*Working data*:
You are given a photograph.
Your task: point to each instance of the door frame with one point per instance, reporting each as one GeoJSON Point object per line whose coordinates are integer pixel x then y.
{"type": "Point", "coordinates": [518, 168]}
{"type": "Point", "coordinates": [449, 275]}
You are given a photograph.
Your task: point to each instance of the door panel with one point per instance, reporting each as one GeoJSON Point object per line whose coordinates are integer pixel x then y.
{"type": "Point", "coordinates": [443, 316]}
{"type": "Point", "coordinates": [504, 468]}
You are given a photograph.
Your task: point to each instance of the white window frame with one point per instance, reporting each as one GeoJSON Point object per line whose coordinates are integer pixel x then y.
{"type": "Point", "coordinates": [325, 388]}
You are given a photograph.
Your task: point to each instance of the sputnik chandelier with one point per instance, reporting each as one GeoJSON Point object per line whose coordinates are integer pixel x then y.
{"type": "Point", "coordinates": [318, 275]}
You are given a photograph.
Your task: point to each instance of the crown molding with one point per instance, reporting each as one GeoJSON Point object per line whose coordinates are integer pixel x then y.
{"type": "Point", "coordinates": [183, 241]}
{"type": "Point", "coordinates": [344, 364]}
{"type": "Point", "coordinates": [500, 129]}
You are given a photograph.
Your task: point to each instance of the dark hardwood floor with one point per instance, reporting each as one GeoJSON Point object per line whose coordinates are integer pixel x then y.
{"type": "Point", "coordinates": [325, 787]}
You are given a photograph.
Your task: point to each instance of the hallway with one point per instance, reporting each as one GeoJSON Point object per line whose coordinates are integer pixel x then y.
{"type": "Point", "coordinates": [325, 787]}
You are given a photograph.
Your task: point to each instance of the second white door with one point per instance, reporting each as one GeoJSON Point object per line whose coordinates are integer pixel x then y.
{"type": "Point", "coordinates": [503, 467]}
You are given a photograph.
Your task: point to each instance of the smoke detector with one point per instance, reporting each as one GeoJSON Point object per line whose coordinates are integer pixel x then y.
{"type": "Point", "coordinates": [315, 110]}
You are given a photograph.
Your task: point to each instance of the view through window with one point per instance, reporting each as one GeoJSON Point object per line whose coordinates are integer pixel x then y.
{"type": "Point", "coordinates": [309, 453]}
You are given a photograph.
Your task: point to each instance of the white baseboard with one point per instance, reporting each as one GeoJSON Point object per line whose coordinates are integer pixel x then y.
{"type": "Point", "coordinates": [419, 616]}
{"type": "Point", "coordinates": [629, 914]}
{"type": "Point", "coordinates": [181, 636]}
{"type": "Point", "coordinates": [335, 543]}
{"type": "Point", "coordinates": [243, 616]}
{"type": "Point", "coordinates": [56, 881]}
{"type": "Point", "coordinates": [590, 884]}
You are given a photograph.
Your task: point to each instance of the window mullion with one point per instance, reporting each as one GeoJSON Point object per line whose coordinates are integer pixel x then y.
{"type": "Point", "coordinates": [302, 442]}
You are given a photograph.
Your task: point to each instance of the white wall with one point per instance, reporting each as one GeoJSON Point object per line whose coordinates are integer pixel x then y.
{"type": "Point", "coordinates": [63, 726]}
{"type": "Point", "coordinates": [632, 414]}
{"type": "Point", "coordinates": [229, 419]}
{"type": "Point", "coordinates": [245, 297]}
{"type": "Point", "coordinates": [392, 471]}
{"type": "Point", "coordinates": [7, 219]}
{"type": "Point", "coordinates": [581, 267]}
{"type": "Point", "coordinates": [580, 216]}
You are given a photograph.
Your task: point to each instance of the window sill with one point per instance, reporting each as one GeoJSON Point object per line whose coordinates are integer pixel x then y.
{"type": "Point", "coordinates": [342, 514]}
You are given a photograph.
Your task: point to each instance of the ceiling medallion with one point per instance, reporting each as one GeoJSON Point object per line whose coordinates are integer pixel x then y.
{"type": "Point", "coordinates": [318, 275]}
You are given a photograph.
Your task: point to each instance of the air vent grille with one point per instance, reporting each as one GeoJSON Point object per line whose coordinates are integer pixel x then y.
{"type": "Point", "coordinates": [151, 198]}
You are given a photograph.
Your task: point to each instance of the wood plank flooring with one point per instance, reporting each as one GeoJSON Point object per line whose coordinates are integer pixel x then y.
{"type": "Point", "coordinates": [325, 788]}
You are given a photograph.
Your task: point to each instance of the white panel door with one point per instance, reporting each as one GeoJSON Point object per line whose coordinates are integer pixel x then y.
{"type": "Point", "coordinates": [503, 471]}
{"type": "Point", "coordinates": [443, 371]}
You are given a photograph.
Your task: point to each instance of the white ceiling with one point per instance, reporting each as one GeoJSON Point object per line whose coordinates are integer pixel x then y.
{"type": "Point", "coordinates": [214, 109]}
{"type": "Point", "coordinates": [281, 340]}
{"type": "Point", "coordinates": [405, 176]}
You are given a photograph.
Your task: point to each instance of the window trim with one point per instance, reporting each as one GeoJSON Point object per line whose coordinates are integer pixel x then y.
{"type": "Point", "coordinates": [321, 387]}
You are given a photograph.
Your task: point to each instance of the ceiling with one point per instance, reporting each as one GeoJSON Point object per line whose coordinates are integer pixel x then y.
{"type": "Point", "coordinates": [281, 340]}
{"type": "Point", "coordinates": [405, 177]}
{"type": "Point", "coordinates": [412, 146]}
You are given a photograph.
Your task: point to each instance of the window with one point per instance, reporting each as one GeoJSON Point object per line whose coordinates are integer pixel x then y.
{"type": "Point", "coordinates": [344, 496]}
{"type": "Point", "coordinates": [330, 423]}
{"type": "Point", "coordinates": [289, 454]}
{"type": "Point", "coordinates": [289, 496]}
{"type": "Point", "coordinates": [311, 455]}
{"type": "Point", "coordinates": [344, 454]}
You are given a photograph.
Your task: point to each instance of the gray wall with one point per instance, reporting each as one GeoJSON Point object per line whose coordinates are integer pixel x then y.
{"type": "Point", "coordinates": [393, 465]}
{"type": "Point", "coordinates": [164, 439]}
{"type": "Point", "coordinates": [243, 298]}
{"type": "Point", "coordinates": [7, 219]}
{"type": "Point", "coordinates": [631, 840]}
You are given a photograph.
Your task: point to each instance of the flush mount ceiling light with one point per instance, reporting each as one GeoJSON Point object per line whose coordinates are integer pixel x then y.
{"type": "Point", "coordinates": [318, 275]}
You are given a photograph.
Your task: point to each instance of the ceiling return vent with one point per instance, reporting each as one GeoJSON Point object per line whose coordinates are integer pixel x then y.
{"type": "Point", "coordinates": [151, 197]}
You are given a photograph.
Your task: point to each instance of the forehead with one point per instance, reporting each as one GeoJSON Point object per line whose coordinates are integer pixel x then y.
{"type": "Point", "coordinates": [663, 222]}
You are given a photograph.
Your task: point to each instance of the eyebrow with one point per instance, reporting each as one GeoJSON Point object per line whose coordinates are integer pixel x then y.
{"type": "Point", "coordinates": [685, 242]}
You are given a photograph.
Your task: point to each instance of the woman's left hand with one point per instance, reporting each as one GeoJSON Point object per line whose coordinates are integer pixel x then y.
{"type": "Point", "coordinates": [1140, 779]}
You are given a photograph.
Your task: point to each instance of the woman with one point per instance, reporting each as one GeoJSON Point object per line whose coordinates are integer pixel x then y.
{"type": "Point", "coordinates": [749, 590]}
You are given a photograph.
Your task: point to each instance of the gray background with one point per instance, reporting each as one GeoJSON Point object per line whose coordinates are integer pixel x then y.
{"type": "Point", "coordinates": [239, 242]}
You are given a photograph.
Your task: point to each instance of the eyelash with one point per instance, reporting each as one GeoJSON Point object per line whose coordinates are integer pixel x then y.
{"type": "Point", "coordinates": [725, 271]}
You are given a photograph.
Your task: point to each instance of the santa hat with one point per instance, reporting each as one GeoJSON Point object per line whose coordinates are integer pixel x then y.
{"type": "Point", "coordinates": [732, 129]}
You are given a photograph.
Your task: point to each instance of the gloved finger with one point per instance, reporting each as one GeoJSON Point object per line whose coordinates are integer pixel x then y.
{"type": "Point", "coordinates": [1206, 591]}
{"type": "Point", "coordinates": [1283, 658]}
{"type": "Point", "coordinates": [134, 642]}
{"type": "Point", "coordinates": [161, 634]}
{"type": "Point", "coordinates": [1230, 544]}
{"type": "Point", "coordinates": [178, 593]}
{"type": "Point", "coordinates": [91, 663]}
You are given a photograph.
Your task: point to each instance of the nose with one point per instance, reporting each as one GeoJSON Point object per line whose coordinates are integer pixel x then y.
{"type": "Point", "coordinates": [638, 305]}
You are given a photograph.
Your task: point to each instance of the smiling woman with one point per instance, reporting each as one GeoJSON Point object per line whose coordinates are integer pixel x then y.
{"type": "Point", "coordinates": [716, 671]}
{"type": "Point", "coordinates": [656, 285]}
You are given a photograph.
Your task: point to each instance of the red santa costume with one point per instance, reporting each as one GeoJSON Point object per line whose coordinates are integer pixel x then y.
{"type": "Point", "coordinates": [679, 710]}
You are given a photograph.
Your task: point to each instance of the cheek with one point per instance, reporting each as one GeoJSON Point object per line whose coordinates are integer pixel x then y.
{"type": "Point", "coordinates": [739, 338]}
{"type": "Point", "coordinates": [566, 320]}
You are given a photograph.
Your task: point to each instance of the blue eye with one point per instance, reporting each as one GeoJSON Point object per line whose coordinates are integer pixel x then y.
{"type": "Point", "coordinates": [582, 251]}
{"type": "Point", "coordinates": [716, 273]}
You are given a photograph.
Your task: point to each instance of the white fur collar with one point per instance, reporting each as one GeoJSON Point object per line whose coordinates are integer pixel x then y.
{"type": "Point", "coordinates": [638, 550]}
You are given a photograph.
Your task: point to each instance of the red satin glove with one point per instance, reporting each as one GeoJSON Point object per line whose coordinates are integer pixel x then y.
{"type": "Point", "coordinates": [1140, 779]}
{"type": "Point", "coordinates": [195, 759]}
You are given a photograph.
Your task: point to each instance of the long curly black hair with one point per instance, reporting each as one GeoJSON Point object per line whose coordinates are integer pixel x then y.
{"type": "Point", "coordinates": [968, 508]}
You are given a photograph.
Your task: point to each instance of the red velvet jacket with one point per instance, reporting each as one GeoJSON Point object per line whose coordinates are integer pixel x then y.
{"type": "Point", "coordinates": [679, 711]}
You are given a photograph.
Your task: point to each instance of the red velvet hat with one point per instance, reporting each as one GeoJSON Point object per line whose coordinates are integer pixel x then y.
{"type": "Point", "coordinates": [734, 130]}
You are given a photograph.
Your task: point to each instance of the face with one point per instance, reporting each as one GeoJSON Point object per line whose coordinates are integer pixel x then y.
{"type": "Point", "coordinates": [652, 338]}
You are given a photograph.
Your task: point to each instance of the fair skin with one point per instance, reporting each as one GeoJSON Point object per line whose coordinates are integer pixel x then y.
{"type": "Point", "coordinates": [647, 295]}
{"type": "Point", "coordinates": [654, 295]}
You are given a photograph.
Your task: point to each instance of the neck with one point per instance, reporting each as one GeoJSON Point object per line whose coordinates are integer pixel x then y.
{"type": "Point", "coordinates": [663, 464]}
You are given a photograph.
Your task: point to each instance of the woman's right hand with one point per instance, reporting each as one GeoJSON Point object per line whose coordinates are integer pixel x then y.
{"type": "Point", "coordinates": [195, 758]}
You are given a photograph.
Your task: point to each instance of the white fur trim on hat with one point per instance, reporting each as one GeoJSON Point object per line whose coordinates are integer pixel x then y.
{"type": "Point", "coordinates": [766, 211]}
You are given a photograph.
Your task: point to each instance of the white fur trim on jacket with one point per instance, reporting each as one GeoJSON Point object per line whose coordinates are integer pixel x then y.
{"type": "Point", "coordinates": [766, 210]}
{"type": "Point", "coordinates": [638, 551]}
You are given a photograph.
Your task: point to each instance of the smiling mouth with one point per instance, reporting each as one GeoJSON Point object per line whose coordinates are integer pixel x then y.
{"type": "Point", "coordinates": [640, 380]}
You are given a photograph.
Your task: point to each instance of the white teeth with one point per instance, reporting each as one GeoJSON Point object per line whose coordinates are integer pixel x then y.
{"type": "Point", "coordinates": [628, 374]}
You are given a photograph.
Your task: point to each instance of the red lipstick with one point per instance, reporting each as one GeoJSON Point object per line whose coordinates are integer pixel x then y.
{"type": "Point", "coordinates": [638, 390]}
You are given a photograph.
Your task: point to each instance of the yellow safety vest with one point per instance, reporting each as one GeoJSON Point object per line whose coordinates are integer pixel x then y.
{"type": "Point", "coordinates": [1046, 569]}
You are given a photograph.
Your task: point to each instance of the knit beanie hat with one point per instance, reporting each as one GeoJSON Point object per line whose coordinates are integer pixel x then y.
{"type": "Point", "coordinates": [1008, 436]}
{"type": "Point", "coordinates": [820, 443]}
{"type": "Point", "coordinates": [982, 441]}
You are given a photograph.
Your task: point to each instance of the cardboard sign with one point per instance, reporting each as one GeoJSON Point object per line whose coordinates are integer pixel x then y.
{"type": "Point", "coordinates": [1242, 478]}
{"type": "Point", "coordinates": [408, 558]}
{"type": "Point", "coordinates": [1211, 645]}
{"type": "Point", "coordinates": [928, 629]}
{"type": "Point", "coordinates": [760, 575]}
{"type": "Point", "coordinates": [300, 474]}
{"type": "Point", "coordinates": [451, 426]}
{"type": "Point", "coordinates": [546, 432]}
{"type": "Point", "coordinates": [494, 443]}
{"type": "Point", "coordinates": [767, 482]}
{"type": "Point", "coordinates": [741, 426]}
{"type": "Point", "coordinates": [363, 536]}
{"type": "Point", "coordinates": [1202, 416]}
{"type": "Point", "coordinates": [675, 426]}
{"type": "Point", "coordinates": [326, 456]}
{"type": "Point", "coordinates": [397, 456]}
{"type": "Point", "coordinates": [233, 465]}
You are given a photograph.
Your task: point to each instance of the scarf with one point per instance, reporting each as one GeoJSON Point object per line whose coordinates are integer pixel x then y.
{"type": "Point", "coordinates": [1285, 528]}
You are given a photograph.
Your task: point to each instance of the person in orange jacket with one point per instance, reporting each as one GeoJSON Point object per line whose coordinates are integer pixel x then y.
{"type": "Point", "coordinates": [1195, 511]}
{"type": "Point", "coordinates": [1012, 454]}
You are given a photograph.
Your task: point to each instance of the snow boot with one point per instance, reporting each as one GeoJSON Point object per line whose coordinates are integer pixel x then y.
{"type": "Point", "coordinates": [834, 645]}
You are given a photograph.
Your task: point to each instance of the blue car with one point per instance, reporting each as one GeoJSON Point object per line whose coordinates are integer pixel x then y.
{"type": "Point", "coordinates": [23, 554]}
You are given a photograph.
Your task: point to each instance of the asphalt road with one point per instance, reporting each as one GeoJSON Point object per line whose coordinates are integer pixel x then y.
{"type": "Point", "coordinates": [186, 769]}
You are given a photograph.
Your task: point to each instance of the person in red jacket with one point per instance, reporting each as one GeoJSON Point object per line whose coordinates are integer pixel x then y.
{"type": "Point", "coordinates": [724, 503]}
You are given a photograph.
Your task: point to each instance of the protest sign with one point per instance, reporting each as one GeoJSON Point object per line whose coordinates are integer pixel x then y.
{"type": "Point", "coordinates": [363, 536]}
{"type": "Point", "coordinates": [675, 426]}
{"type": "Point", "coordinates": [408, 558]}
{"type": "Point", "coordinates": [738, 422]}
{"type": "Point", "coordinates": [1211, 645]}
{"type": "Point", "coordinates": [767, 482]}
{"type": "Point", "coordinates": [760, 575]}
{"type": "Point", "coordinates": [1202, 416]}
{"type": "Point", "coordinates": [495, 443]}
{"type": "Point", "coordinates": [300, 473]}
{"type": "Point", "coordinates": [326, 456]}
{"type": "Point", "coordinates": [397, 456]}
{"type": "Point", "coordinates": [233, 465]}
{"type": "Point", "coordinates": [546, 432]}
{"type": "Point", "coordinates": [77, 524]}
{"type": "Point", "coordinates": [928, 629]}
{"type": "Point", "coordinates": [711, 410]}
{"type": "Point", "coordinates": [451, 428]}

*The request*: Pull out every line of the listing above that contains the word "smiling", and copy those lines unchanged.

*Exercise response*:
Your task: point to each instance of the smiling woman with one point per instance, reporting each as one GeoJSON Point object per line whose coordinates are integer pixel x then y.
Your task: point to each instance of the smiling mouth with one point per instance, reporting each as one GeoJSON Point object per line whose coordinates are integer pixel x then y.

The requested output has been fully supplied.